● **Provided information**
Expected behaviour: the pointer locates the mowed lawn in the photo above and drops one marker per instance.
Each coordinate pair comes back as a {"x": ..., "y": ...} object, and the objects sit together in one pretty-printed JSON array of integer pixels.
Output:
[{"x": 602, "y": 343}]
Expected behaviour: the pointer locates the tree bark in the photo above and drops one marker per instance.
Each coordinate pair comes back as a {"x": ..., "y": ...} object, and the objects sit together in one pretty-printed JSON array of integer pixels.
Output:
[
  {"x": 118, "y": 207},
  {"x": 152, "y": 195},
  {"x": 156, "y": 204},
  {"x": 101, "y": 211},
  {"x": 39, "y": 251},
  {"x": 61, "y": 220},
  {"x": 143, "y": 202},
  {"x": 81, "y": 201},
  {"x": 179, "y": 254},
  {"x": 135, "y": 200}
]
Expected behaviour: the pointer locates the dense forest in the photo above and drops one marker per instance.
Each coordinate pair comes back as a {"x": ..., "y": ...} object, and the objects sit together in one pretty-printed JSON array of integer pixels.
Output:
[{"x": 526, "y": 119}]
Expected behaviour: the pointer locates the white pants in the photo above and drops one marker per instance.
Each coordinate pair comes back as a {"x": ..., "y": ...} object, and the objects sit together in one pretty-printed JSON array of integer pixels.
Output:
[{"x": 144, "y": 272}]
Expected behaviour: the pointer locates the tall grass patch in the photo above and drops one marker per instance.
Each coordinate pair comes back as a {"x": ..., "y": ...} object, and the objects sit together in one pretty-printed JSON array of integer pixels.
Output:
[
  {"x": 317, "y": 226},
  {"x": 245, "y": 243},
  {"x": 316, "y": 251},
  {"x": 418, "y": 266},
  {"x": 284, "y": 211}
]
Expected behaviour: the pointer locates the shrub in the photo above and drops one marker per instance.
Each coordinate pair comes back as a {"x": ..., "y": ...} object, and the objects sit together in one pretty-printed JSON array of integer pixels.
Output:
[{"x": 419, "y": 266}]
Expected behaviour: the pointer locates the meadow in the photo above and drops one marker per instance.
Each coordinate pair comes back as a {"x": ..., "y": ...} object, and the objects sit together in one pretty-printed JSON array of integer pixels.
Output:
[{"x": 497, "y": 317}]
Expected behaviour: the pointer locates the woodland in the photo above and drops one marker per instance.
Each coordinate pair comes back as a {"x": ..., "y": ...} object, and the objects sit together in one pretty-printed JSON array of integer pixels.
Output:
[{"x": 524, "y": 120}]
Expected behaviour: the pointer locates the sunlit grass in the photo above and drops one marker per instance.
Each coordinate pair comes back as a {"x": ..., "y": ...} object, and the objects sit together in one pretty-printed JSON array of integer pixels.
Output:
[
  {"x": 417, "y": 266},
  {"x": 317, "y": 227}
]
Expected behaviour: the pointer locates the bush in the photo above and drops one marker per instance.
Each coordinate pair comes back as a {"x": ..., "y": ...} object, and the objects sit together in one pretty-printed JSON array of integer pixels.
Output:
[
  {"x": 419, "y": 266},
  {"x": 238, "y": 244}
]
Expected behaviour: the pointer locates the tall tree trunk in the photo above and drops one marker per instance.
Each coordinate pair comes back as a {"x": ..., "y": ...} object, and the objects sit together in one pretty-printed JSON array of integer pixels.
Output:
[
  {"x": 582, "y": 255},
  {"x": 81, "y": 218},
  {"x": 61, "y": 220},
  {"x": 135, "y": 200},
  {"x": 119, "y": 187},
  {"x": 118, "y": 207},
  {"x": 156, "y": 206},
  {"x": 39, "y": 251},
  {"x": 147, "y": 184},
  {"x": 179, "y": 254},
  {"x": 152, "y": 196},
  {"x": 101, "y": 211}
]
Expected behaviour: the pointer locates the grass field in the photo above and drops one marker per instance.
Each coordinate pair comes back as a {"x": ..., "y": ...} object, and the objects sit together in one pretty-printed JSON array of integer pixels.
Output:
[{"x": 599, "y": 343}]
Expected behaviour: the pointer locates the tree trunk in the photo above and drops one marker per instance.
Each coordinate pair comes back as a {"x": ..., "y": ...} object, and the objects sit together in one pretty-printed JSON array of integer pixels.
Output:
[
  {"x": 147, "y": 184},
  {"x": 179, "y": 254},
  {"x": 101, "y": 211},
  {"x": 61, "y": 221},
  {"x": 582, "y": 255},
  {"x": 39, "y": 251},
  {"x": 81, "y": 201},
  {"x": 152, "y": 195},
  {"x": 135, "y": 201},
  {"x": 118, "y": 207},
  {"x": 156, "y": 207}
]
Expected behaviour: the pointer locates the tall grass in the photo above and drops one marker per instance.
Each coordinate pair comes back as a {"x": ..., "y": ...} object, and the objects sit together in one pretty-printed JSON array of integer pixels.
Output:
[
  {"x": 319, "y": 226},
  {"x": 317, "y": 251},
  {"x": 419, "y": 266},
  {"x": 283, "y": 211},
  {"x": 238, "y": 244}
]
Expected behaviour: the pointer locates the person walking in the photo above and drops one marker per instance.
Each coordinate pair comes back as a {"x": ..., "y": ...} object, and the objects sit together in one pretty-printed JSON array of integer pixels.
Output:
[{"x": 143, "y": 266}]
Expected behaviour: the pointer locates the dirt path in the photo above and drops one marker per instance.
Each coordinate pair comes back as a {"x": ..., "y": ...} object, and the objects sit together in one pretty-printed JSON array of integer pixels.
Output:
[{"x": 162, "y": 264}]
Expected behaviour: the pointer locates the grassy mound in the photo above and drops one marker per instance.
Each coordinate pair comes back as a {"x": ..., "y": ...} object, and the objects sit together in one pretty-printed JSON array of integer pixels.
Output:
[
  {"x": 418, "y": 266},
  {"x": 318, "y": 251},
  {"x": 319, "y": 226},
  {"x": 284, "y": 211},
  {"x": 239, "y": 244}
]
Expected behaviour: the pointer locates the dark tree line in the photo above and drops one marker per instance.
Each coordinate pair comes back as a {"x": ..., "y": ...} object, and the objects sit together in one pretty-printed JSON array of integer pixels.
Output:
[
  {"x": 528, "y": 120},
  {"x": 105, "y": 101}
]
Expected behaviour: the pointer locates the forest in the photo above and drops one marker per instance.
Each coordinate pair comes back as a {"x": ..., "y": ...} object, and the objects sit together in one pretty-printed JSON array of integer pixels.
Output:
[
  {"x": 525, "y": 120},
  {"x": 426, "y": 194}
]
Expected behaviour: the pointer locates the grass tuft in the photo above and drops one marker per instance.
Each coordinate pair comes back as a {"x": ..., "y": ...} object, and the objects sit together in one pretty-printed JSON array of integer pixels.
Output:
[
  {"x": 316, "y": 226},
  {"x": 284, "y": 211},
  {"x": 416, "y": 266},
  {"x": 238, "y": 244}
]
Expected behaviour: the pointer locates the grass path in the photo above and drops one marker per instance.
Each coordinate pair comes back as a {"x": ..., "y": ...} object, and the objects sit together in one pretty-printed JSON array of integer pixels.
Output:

● **Prompt**
All the lines above should come back exactly as written.

● **Your solution**
Expected behaviour: the pointer locates the mowed lawn in the photo above and drops one marker per instance.
Each coordinate pair comes back as a {"x": ..., "y": ...} object, and the objects sit together in one pretty-printed JSON array of integer pixels.
Output:
[{"x": 602, "y": 343}]
Expected behaviour: the pointer locates the tree bark in the photo above and drops one marker per instance.
Each coordinate pair comes back as a {"x": ..., "y": ...} object, and the objects sit together in one pretty-printed JSON array of integer pixels.
Output:
[
  {"x": 118, "y": 207},
  {"x": 152, "y": 195},
  {"x": 156, "y": 204},
  {"x": 101, "y": 211},
  {"x": 39, "y": 251},
  {"x": 61, "y": 220},
  {"x": 143, "y": 202},
  {"x": 81, "y": 201},
  {"x": 179, "y": 254},
  {"x": 135, "y": 200}
]
Expected behaviour: the pointer locates the dense forest in the photo above and drops one marker per instance.
Each coordinate pair comes back as a {"x": ..., "y": ...} object, and the objects sit together in one pretty-printed JSON array of integer pixels.
Output:
[{"x": 526, "y": 119}]
Expected behaviour: the pointer locates the white pants in the photo above and drops one marker per instance.
Each coordinate pair comes back as a {"x": ..., "y": ...} object, and the objects sit together in one pretty-printed JSON array of integer pixels.
Output:
[{"x": 144, "y": 272}]
Expected behaviour: the pointer locates the tall grass patch in the photo above and drops one marker per instance.
Each coordinate pair comes back as a {"x": ..., "y": ...} object, and the objects sit together in one pretty-printed JSON array of integer pixels.
Output:
[
  {"x": 317, "y": 226},
  {"x": 245, "y": 243},
  {"x": 316, "y": 251},
  {"x": 418, "y": 266},
  {"x": 284, "y": 211}
]
Expected behaviour: the pointer locates the shrub in the photo above and drops one marker per instance.
Each coordinate pair comes back as a {"x": ..., "y": ...} object, and the objects sit together in one pretty-printed JSON array of integer pixels.
Output:
[{"x": 419, "y": 266}]
Expected behaviour: the pointer locates the meadow in the photo above and drops one marker per instance.
Each coordinate pair comes back as a {"x": ..., "y": ...} object, and the objects sit together in one pretty-printed JSON array of integer pixels.
Output:
[{"x": 497, "y": 317}]
Expected behaviour: the pointer locates the woodland in the photo above and drops one marker per instance.
Each coordinate pair comes back as a {"x": ..., "y": ...} object, and the objects sit together in one pretty-printed JSON array of integer pixels.
Output:
[{"x": 524, "y": 120}]
Expected behaviour: the pointer locates the sunlit grass in the photo above and drops one marker per instance.
Each coordinate pair comes back as a {"x": ..., "y": ...} object, and the objects sit together in one pretty-printed JSON array of integer pixels.
Output:
[
  {"x": 417, "y": 266},
  {"x": 317, "y": 227}
]
Expected behaviour: the pointer locates the bush in the photo above and drops one marker per instance.
Each coordinate pair comes back as a {"x": ..., "y": ...} object, and the objects sit together in one pretty-printed JSON array of integer pixels.
Output:
[
  {"x": 419, "y": 266},
  {"x": 238, "y": 244}
]
Expected behaviour: the pointer locates the tall tree trunk in the photo above and drops one marker per instance.
Each coordinate pair comes back as a {"x": ..., "y": ...} object, and the objects sit together in one pretty-printed JSON array of integer pixels.
Output:
[
  {"x": 582, "y": 255},
  {"x": 81, "y": 218},
  {"x": 61, "y": 220},
  {"x": 135, "y": 200},
  {"x": 119, "y": 187},
  {"x": 118, "y": 207},
  {"x": 156, "y": 206},
  {"x": 39, "y": 251},
  {"x": 147, "y": 184},
  {"x": 179, "y": 254},
  {"x": 152, "y": 196},
  {"x": 101, "y": 211}
]
Expected behaviour: the pointer locates the grass field in the photo above and drops one marker per instance.
Each coordinate pair comes back as a {"x": ..., "y": ...} object, and the objects sit together in one pretty-printed JSON array of integer pixels.
Output:
[{"x": 599, "y": 343}]
Expected behaviour: the pointer locates the tree trunk in the photo above and drops one marker per instance.
Each coordinate pair comes back as a {"x": ..., "y": ...} object, and the objects sit together in one pretty-printed JSON array of integer pixels.
Output:
[
  {"x": 147, "y": 184},
  {"x": 179, "y": 254},
  {"x": 101, "y": 211},
  {"x": 61, "y": 221},
  {"x": 582, "y": 255},
  {"x": 39, "y": 251},
  {"x": 81, "y": 201},
  {"x": 152, "y": 195},
  {"x": 135, "y": 201},
  {"x": 118, "y": 207},
  {"x": 156, "y": 207}
]
Expected behaviour: the pointer locates the tall grass in the photo above and drops one marker per instance.
Each coordinate pair comes back as a {"x": ..., "y": ...} object, and the objects sit together in one pretty-printed JSON array of integer pixels.
Output:
[
  {"x": 319, "y": 226},
  {"x": 317, "y": 251},
  {"x": 419, "y": 266},
  {"x": 283, "y": 211},
  {"x": 238, "y": 244}
]
Expected behaviour: the pointer locates the person walking in the photo above and drops one marker per instance.
Each coordinate pair comes back as a {"x": ..., "y": ...} object, and the objects sit together in one pretty-printed JSON array of integer pixels.
Output:
[{"x": 143, "y": 266}]
Expected behaviour: the pointer locates the dirt path in the photo above and drops one marker per instance.
Each coordinate pair comes back as a {"x": ..., "y": ...} object, and the objects sit together in one pretty-printed JSON array of integer pixels.
Output:
[{"x": 162, "y": 264}]
Expected behaviour: the pointer locates the grassy mound in the photo above and drops one marker per instance.
Each coordinate pair comes back as a {"x": ..., "y": ...} object, and the objects sit together in one pretty-printed JSON array of integer pixels.
Output:
[
  {"x": 418, "y": 266},
  {"x": 318, "y": 251},
  {"x": 319, "y": 226},
  {"x": 284, "y": 211},
  {"x": 239, "y": 244}
]
Expected behaviour: the pointer locates the dark tree line in the photo above and drops one marker per instance.
Each coordinate pair comes back as a {"x": ..., "y": ...} object, and the objects sit together in one pretty-printed JSON array of integer pixels.
Output:
[
  {"x": 528, "y": 120},
  {"x": 105, "y": 101}
]
Expected behaviour: the pointer locates the forest in the photo above and drops one marker per instance.
Each coordinate pair comes back as a {"x": ..., "y": ...} object, and the objects sit together in one pretty-printed JSON array of integer pixels.
Output:
[
  {"x": 525, "y": 120},
  {"x": 426, "y": 194}
]
Expected behaviour: the pointer locates the grass tuft in the photo above and drops one marker per instance.
Each coordinate pair comes back as a {"x": ..., "y": ...} object, and the objects sit together in one pretty-printed JSON array of integer pixels.
Output:
[
  {"x": 316, "y": 226},
  {"x": 284, "y": 211},
  {"x": 416, "y": 266},
  {"x": 238, "y": 244}
]
Expected behaviour: the pointer locates the grass path in the photo above and drops one marker per instance.
Each coordinate pair comes back as a {"x": ..., "y": ...} object, and the objects sit together in one pretty-printed JSON array of integer pixels.
Output:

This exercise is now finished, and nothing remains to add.